Questions on the material:
- A) Reproduce word for word the part of the Bigfoot passage that opens with the words containing "When I was in" and closes with "be the earliest.".
- B) In the Bigfoot passage, what was the title of the book at the International Cryptozoology Museum that places St Nick among the wild men?
- C) Go on with the Bigfoot passage, picking up after its final sentence.

Supplied passage:
When I was in high school I was the biggest and tallest among my friends and two of them actually wanted to rent an ape costume, put me in it and have me dart across the highway when a car was coming around sunset. I refused on the grounds that too many people in rural Vermont are armed.
Another interesting thing is that sightings of Bigfoot-type phenomena aren't unknown from other cultures in history. The yeti is the best known of these, but Medieval Europe knew several kinds of wild men, green men and wood woses. The archetype was also present in Greek and Roman mythology. In Jewish folklore Cain is sometimes depicted as being accidentally killed by his grandson, who mistook him for a beast. Enkidu from The Epic of Gilgamesh might be the earliest.
One of the books they had the International Cryptozoology Museum was called Santa Claus: Last of the Wild Men, which locates St Nick in this mytheme and needs to be the title of a film.

Data items:
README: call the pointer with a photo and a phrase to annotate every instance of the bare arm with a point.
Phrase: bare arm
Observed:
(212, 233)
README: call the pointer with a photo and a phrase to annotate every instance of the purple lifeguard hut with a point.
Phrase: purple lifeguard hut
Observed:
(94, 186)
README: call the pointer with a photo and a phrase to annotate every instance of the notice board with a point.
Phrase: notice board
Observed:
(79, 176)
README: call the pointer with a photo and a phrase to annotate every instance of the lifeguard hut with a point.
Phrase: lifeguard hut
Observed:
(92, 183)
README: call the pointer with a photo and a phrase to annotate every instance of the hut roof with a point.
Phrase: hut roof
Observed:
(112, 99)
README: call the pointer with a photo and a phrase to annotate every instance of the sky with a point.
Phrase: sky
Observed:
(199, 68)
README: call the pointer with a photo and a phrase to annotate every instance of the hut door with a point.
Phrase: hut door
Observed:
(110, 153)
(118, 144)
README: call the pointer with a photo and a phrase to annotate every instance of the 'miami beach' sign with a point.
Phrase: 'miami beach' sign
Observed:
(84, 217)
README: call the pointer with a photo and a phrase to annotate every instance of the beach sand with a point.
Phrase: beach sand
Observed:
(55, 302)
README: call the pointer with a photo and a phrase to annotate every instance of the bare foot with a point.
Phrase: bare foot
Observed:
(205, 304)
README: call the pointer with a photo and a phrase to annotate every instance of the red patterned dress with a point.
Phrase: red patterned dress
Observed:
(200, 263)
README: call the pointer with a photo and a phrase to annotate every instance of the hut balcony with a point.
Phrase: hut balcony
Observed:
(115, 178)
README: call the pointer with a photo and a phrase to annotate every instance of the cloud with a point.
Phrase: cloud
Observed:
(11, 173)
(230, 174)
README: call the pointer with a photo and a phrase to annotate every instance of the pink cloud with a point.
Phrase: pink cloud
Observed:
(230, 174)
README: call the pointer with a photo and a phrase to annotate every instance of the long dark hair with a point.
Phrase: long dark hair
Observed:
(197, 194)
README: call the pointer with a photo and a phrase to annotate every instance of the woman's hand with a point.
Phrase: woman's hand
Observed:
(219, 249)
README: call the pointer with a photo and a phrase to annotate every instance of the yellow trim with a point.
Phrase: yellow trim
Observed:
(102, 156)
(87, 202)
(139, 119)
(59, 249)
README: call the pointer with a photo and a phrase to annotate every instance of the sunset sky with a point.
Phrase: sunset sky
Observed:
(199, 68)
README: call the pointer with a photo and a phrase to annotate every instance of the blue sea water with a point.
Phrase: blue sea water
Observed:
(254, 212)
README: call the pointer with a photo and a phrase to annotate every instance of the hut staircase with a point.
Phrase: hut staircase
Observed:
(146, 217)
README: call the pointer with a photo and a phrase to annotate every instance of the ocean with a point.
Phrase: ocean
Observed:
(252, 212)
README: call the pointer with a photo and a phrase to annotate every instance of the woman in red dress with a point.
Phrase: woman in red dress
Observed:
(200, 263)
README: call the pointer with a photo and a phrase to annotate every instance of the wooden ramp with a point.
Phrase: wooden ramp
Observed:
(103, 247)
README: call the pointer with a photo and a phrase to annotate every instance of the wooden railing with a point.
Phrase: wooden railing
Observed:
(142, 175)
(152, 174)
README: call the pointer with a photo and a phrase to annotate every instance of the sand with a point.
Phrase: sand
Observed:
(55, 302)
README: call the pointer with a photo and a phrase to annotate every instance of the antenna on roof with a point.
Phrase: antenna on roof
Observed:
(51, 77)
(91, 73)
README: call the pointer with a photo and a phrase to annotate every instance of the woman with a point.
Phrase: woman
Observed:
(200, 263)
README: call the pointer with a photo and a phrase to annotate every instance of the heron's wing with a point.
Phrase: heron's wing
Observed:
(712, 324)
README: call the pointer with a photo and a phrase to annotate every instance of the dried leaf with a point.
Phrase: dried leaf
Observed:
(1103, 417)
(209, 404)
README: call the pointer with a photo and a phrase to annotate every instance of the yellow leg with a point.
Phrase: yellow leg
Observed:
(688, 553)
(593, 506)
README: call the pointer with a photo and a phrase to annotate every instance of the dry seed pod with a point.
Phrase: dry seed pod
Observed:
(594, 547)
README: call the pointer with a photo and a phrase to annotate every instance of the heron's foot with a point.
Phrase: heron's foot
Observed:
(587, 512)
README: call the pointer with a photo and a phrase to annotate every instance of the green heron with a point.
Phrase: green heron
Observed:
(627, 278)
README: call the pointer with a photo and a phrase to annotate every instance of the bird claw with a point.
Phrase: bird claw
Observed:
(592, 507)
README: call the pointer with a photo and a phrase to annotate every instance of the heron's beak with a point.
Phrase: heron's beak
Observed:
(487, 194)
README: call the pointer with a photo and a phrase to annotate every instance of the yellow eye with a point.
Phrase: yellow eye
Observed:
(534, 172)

Answer set:
- A)
When I was in high school I was the biggest and tallest among my friends and two of them actually wanted to rent an ape costume, put me in it and have me dart across the highway when a car was coming around sunset. I refused on the grounds that too many people in rural Vermont are armed.
Another interesting thing is that sightings of Bigfoot-type phenomena aren't unknown from other cultures in history. The yeti is the best known of these, but Medieval Europe knew several kinds of wild men, green men and wood woses. The archetype was also present in Greek and Roman mythology. In Jewish folklore Cain is sometimes depicted as being accidentally killed by his grandson, who mistook him for a beast. Enkidu from The Epic of Gilgamesh might be the earliest.

- B) Santa Claus: Last of the Wild Men

- C)
Podcast summary:
The Ape Canyon events are possibly weirder than anyone thought (I had never heard of them before seeing this episode). In the newspaper accounts researchers have dug up, the miners explicitly deny engaging in spiritualist or theosophical activity over the winter. I'm not sure what was meant to be implied -- that they had accidentally summoned the creatures they said attacked them?
The anthropologist talking about gigantopithecus was Gordon Krantz, who would eventually grow a Gandalf-esque beard. One interesting thing is that only the fossilized jaws of gigantopithecus have been discovered, which are similar to those of orangutangs, only much bigger.
Jeb also caught a Boggy Creek vibe from this episode. Great minds, etc.
They do great with the guy who was interviewed in his car. They say it looks like In Search Of set up a road block to ask people if they had Bigfoot stories. They also get a lot of milage from the Paqcific Northwest setting. "Come for the Bigfoot, stay for the pot."
I was surprised how nice they were about this episode. They obviously know a lot of Bigfoot lore and attribute most of the episode's issues to research limitations of the 1970s -- they didn't have Google or digital archives.
Peter Byrne, the aristocratic-sounding tracker, worked for a man called Tom Slick looking for Yetis in Nepal. Slick was a millionaire who ran a clandestine airline on behalf of the US government in Southeast Asia -- they said it was a predescor of Air America. Many of Slick's Yeti expedeitions were also covers for spying on China.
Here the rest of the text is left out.